(Directions for this task):
Print every record below exactly as it stands, but leave out the pictures.

(Dataset content):
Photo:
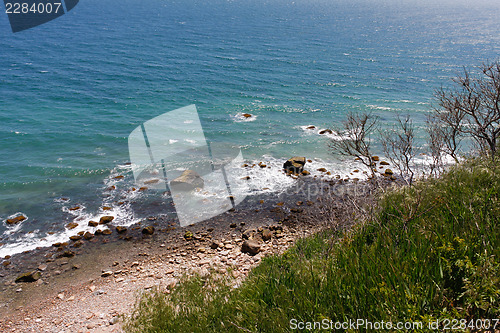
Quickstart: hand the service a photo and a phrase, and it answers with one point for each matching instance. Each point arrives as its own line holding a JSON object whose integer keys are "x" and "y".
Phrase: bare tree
{"x": 358, "y": 128}
{"x": 399, "y": 148}
{"x": 435, "y": 141}
{"x": 473, "y": 106}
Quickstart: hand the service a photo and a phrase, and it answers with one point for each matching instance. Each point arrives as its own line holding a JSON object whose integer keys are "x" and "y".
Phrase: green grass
{"x": 429, "y": 252}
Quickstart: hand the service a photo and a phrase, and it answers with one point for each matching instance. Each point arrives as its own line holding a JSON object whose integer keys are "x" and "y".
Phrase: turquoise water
{"x": 72, "y": 90}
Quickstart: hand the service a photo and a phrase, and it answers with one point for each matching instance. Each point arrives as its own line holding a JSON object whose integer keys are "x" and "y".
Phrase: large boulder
{"x": 295, "y": 164}
{"x": 188, "y": 181}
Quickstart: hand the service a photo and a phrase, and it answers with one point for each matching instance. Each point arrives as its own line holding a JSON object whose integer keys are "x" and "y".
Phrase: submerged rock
{"x": 295, "y": 164}
{"x": 188, "y": 181}
{"x": 106, "y": 219}
{"x": 16, "y": 220}
{"x": 28, "y": 277}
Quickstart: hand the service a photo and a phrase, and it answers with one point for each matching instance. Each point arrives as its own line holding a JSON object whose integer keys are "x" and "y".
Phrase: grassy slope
{"x": 431, "y": 251}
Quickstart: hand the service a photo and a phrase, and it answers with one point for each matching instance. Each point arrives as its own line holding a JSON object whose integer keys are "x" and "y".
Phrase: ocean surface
{"x": 72, "y": 90}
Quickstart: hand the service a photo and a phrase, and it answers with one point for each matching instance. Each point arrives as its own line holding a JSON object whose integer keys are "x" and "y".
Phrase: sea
{"x": 72, "y": 90}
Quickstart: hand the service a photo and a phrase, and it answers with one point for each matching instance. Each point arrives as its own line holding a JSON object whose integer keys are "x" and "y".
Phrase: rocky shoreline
{"x": 88, "y": 283}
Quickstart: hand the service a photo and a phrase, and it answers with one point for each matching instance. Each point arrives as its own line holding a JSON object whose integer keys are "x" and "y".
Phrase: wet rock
{"x": 28, "y": 277}
{"x": 188, "y": 235}
{"x": 295, "y": 164}
{"x": 106, "y": 219}
{"x": 106, "y": 273}
{"x": 188, "y": 181}
{"x": 16, "y": 220}
{"x": 77, "y": 244}
{"x": 251, "y": 247}
{"x": 121, "y": 230}
{"x": 88, "y": 235}
{"x": 266, "y": 234}
{"x": 68, "y": 254}
{"x": 149, "y": 230}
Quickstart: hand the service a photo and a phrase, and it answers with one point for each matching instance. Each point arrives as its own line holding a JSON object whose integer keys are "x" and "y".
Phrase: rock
{"x": 251, "y": 247}
{"x": 68, "y": 254}
{"x": 295, "y": 164}
{"x": 106, "y": 219}
{"x": 106, "y": 273}
{"x": 188, "y": 181}
{"x": 16, "y": 220}
{"x": 266, "y": 234}
{"x": 77, "y": 244}
{"x": 121, "y": 230}
{"x": 188, "y": 235}
{"x": 28, "y": 277}
{"x": 88, "y": 235}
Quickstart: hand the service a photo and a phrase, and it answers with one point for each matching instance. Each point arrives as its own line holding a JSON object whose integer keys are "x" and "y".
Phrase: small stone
{"x": 251, "y": 247}
{"x": 71, "y": 225}
{"x": 121, "y": 229}
{"x": 88, "y": 235}
{"x": 28, "y": 277}
{"x": 266, "y": 234}
{"x": 106, "y": 273}
{"x": 93, "y": 224}
{"x": 106, "y": 219}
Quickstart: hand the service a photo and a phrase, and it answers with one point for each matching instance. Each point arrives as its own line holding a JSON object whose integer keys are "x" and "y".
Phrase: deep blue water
{"x": 72, "y": 90}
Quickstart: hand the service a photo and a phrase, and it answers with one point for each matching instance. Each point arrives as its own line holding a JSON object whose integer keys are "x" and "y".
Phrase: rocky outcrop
{"x": 188, "y": 181}
{"x": 295, "y": 164}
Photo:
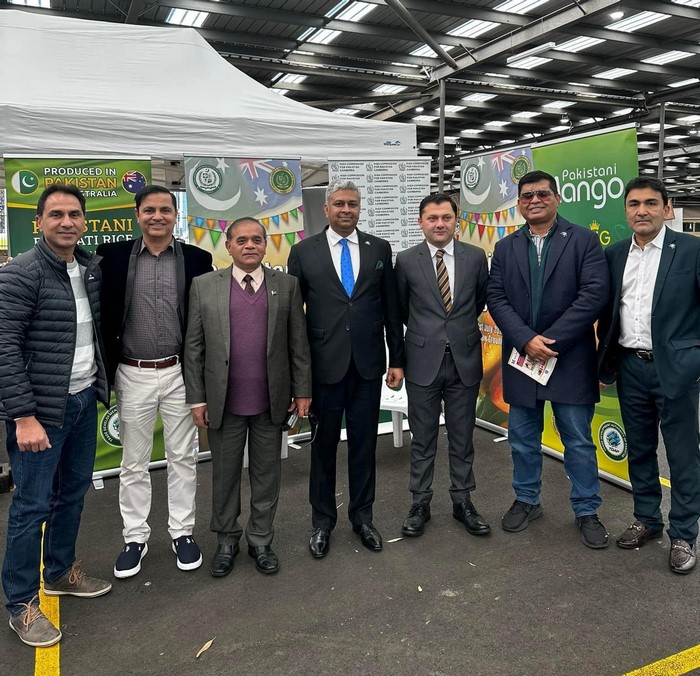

(Exercise response):
Photo:
Quickstart: hand the service a photo and a phrase, and it answers with one point for each matching instance. Each point arrives as its own line holding a JSON object whose integer keys are "x" and "y".
Phrase: bare tree
{"x": 358, "y": 128}
{"x": 399, "y": 148}
{"x": 435, "y": 141}
{"x": 473, "y": 106}
Quickstart: hand the service a photo and a phrase, and it answers with one point for each matching instance. Each point arrives as its own line holding a JSON object whose integer keys are "x" and "y".
Phrase: green grass
{"x": 429, "y": 252}
Quickstart: hand the service a photo and a phrase, and it answers with one point for each matching instance. Each point arrives as its own line holding a JSON object whose integer keys are "x" and "y".
Phrase: turquoise water
{"x": 72, "y": 90}
Quickstart: hand the service a photo and a phrase, and it answers with one point for each matching instance. Each point arrives as its own line holding a JSON object whose integer keys are "x" and "y".
Phrase: large boulder
{"x": 295, "y": 164}
{"x": 188, "y": 181}
Quickstart: hand the service a photo and a phrase, and it answers with one point for each matching instance. Each point arrives as its own line holding a JSON object whose integer keys are "x" and "y".
Phrase: submerged rock
{"x": 295, "y": 164}
{"x": 188, "y": 181}
{"x": 106, "y": 219}
{"x": 16, "y": 220}
{"x": 28, "y": 277}
Quickstart: hand the service a photo and a phrase, and it answers with one point for each matching instance. Each point arrives as its own line holding a JSON object whose integer keys are "x" and "y".
Phrase: grassy slope
{"x": 431, "y": 251}
Quickstart: hand the service a photo and a phrase, and it answers with one point for each matching instance. Each point arrives as its own line holding a JSON object whose integer keys are "x" and "y".
Phrase: ocean surface
{"x": 72, "y": 90}
Quickstart: hand the service a photo and a phrase, and it answers with one point for each matching instance. Each point arrives as its own line holding a JSON object whose integer keys are "x" and "y".
Phrase: sea
{"x": 72, "y": 90}
Quickstart: hand the service a photo and a phrase, and it answers with one point for each matching instance. Each point arrives as its own line holding a JSON object whose integer keys are "x" and "y".
Phrase: rocky shoreline
{"x": 88, "y": 283}
Quickstart: hand the service a photo and a phrase, and it answers with one point for each matching instance. Each point arrives as its own line holding a JSON object whose integer keys are "x" and "y".
Phrase: wet rock
{"x": 28, "y": 277}
{"x": 188, "y": 235}
{"x": 295, "y": 164}
{"x": 106, "y": 219}
{"x": 106, "y": 273}
{"x": 188, "y": 181}
{"x": 16, "y": 220}
{"x": 77, "y": 244}
{"x": 251, "y": 247}
{"x": 121, "y": 230}
{"x": 88, "y": 235}
{"x": 266, "y": 234}
{"x": 68, "y": 254}
{"x": 149, "y": 230}
Quickstart: hand the service a photo and a phrase, and it answers with one point for each matching instance. Each point arrives as its own line holding a JSON object whose integer keys are "x" and "y".
Phrase: rock
{"x": 251, "y": 247}
{"x": 68, "y": 254}
{"x": 295, "y": 164}
{"x": 106, "y": 219}
{"x": 106, "y": 273}
{"x": 188, "y": 181}
{"x": 16, "y": 220}
{"x": 266, "y": 234}
{"x": 77, "y": 244}
{"x": 121, "y": 230}
{"x": 188, "y": 235}
{"x": 28, "y": 277}
{"x": 88, "y": 235}
Quickstart: hand the service a photo and a phrase, and it answers with one point for each matching instance. Each point arrives as its own line holding a JSON object whose integer keys are "x" and "y".
Phrase: small stone
{"x": 251, "y": 247}
{"x": 71, "y": 225}
{"x": 121, "y": 229}
{"x": 88, "y": 235}
{"x": 28, "y": 277}
{"x": 266, "y": 234}
{"x": 106, "y": 273}
{"x": 93, "y": 224}
{"x": 106, "y": 219}
Quickstart: hand the service a photo and a phrase, and it answers with one point for each matching instance. Each point arrives as its own line holding a JSON object whose integer keys are "x" and "y".
Phrase: deep blue water
{"x": 72, "y": 90}
Quickstart: hand the service a photo and a phrase, and it answers with one point for each matching instance. Each point arrives as its own line holding a JSON object whose integer keys are "x" and "y".
Phrase: rocky outcrop
{"x": 188, "y": 181}
{"x": 295, "y": 164}
Photo:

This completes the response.